[Records of labeled points]
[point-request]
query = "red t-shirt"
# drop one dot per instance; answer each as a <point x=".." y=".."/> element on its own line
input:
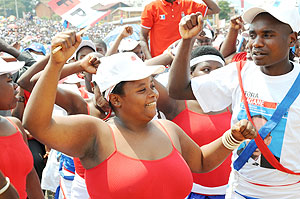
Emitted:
<point x="162" y="19"/>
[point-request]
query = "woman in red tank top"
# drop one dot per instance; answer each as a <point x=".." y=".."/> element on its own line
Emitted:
<point x="202" y="127"/>
<point x="15" y="157"/>
<point x="131" y="156"/>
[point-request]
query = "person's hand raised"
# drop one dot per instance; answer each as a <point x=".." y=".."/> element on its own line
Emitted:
<point x="243" y="130"/>
<point x="191" y="25"/>
<point x="90" y="63"/>
<point x="69" y="42"/>
<point x="237" y="23"/>
<point x="127" y="31"/>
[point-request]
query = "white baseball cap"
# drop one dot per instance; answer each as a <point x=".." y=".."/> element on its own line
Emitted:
<point x="283" y="12"/>
<point x="122" y="67"/>
<point x="208" y="33"/>
<point x="128" y="45"/>
<point x="10" y="67"/>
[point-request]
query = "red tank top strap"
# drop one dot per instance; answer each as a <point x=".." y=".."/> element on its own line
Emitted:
<point x="13" y="123"/>
<point x="113" y="136"/>
<point x="165" y="130"/>
<point x="88" y="108"/>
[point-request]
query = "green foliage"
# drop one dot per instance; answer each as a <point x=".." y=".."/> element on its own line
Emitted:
<point x="224" y="10"/>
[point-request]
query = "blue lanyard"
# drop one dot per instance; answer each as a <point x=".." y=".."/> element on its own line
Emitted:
<point x="271" y="124"/>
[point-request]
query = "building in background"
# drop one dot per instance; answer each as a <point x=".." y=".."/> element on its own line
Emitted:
<point x="42" y="9"/>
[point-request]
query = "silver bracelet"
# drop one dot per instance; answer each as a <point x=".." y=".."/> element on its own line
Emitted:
<point x="3" y="189"/>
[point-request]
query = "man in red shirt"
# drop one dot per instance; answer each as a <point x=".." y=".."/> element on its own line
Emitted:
<point x="160" y="20"/>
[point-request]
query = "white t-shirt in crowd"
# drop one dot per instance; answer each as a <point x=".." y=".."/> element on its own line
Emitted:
<point x="219" y="89"/>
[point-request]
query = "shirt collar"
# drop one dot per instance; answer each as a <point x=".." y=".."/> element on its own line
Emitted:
<point x="165" y="3"/>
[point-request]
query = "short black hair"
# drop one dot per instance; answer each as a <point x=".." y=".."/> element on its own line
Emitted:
<point x="205" y="50"/>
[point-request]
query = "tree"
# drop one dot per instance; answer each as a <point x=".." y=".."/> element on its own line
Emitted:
<point x="224" y="10"/>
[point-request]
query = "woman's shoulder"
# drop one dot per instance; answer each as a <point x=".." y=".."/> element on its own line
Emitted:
<point x="9" y="125"/>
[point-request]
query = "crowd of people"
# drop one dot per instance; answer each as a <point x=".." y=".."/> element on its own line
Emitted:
<point x="184" y="112"/>
<point x="26" y="31"/>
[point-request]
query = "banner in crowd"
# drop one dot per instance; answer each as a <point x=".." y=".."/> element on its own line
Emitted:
<point x="78" y="13"/>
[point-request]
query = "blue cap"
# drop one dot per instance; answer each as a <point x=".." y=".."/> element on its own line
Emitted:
<point x="37" y="47"/>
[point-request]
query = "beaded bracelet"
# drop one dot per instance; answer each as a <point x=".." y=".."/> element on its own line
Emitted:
<point x="3" y="189"/>
<point x="229" y="141"/>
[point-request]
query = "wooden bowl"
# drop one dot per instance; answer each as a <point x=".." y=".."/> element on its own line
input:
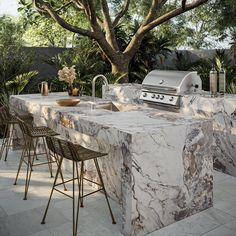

* EXERCISE INSTRUCTIONS: Find every line in the listing above that contains the word "tank", and copy each of those lines.

* SOLUTION FOR THIS PROBLEM:
query = "woman in red tank top"
query = "red tank top strap"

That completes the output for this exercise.